Stored data:
----------

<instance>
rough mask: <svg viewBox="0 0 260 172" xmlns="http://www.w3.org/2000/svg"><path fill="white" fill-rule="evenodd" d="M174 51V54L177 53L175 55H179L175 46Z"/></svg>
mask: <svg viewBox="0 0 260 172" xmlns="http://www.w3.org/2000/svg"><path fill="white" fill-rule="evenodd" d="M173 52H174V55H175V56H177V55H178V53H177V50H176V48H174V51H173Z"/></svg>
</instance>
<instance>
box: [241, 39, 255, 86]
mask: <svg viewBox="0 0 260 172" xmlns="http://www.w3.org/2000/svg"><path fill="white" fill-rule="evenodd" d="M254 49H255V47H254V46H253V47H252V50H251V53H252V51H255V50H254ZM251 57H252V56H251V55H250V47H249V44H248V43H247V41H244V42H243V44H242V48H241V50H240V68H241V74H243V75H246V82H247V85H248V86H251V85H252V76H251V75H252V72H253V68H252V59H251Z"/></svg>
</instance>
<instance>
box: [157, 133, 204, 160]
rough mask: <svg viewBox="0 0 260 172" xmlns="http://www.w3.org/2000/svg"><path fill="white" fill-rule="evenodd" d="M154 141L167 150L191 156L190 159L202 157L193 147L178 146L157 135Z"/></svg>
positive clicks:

----------

▶ [How to complete this task]: Edit the rows above by replacing "rough mask" with "coarse mask" everywhere it appears, and leave everything else the same.

▶ [Answer for the task]:
<instance>
coarse mask: <svg viewBox="0 0 260 172" xmlns="http://www.w3.org/2000/svg"><path fill="white" fill-rule="evenodd" d="M174 51V54L177 53L175 55H179L175 46Z"/></svg>
mask: <svg viewBox="0 0 260 172" xmlns="http://www.w3.org/2000/svg"><path fill="white" fill-rule="evenodd" d="M173 52H174V55H175V56H177V55H178V53H177V50H176V48H174V51H173Z"/></svg>
</instance>
<instance>
box: [241, 39, 255, 86]
mask: <svg viewBox="0 0 260 172" xmlns="http://www.w3.org/2000/svg"><path fill="white" fill-rule="evenodd" d="M254 49H255V47H254V46H253V47H252V50H251V53H252V51H255V50H254ZM251 57H252V56H251V55H250V47H249V44H248V43H247V41H244V42H243V44H242V48H241V50H240V68H241V74H243V75H246V82H247V85H248V86H251V85H252V76H251V75H252V72H253V68H252V59H251Z"/></svg>
</instance>
<instance>
box: [157, 133, 204, 160]
coarse mask: <svg viewBox="0 0 260 172" xmlns="http://www.w3.org/2000/svg"><path fill="white" fill-rule="evenodd" d="M154 141L167 150L191 156L190 159L202 157L193 147L178 146L157 135Z"/></svg>
positive clicks:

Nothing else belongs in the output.